◆ **Exercise instructions**
When you reach the line with "find orange and", start repeating the lines exactly and keep going to the end of the records, but drop every picture.

◆ **Exercise materials**
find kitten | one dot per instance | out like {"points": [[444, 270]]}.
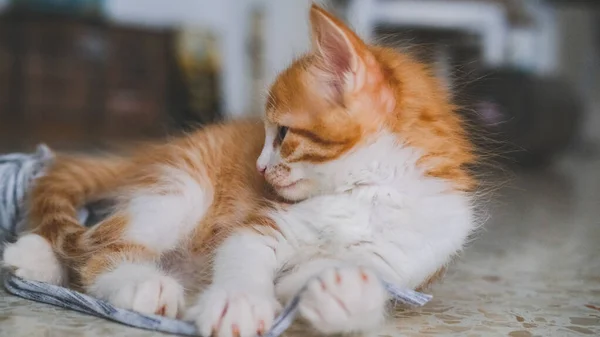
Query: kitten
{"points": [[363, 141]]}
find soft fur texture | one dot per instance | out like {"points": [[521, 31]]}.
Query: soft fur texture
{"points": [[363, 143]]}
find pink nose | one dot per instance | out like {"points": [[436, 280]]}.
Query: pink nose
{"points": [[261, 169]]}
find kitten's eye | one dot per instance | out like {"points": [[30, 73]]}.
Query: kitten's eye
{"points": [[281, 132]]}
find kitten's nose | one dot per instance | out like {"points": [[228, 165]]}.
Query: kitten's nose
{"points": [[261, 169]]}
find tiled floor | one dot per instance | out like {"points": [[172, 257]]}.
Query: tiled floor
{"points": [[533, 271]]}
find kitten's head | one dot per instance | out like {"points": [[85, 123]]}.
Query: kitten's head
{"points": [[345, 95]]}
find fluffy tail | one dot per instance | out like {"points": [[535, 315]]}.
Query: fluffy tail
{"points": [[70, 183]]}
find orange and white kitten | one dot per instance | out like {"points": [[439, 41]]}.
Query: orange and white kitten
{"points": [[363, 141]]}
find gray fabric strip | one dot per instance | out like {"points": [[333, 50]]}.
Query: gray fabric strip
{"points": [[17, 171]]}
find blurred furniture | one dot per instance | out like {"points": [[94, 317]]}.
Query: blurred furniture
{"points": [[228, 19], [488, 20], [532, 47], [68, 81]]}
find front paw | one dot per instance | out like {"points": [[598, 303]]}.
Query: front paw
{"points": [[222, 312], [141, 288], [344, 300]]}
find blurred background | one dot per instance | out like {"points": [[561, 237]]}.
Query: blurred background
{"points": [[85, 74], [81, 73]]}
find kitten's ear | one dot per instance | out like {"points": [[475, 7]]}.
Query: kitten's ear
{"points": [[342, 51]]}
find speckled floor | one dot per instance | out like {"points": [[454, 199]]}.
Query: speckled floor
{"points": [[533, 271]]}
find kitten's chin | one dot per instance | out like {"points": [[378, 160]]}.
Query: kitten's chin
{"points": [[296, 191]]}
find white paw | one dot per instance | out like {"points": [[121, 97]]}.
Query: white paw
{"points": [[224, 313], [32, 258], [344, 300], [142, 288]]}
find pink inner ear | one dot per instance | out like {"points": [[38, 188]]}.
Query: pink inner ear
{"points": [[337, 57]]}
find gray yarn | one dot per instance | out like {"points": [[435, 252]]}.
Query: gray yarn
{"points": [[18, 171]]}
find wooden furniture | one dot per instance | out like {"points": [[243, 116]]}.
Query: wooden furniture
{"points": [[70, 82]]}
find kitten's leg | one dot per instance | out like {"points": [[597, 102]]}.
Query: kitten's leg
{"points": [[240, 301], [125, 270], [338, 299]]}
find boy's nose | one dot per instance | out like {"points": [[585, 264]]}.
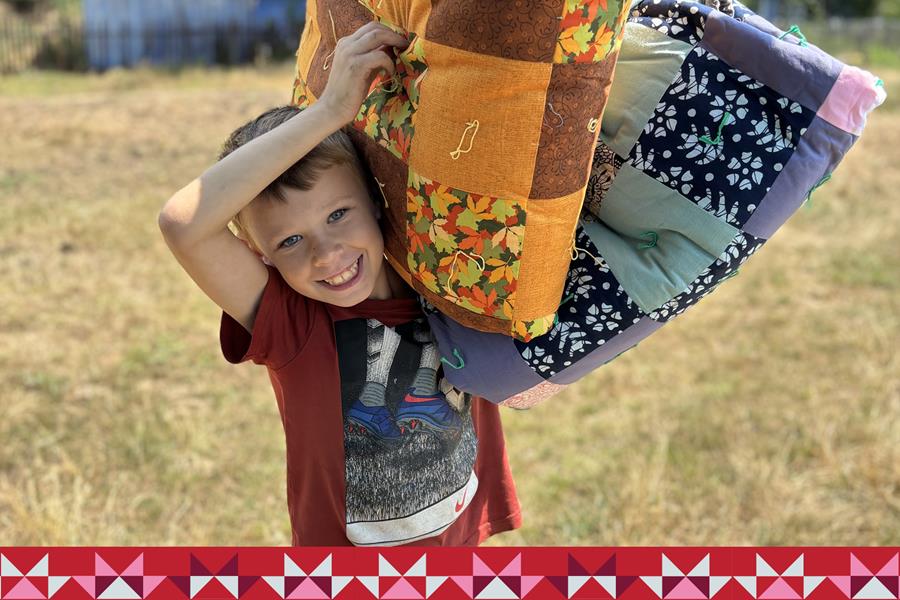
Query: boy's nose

◆ **Result of the exercise**
find orange and white kitten | one dot per instance | out like {"points": [[439, 41]]}.
Query: orange and white kitten
{"points": [[363, 141]]}
find gray fabric strip | one dot per instance | out like {"points": [[333, 50]]}.
Query: gray fabric strip
{"points": [[17, 171]]}
find blurred furniture | one dot per instance | out like {"points": [[94, 317]]}.
Query: blurred furniture
{"points": [[228, 19], [488, 20], [532, 47], [68, 81]]}
find front paw | one dot per instance | out like {"points": [[598, 303]]}.
Query: front paw
{"points": [[222, 312], [141, 288], [344, 300]]}
find blurred background | one dot per instance | out like {"points": [[561, 237]]}.
Query: blurred background
{"points": [[85, 74], [81, 73]]}
find kitten's ear | one dot per instance | out like {"points": [[475, 7]]}.
Query: kitten's ear
{"points": [[342, 51]]}
find speckled floor | one dot per instance | out like {"points": [[454, 199]]}.
Query: speckled floor
{"points": [[533, 271]]}
find kitten's chin | one dot per instance | out like {"points": [[378, 160]]}.
Query: kitten's chin
{"points": [[296, 191]]}
find white paw | one dot per instance | out like {"points": [[121, 97]]}.
Query: white paw
{"points": [[224, 313], [32, 258], [344, 300], [142, 288]]}
find pink inner ear | one dot per instance | out like {"points": [[38, 188]]}.
Query: pink inner ear
{"points": [[337, 57]]}
find gray yarn | one dot per instance | out like {"points": [[435, 252]]}.
Query: gray yarn
{"points": [[18, 171]]}
find wooden furniture | one dot per instance | out like {"points": [[243, 116]]}.
Query: wooden furniture
{"points": [[70, 82]]}
find kitten's leg | one dot per instance | out like {"points": [[597, 102]]}.
Query: kitten's leg
{"points": [[240, 301], [125, 270], [338, 299]]}
find boy's nose | one dot per instance | out like {"points": [[585, 264]]}.
Query: boy's nose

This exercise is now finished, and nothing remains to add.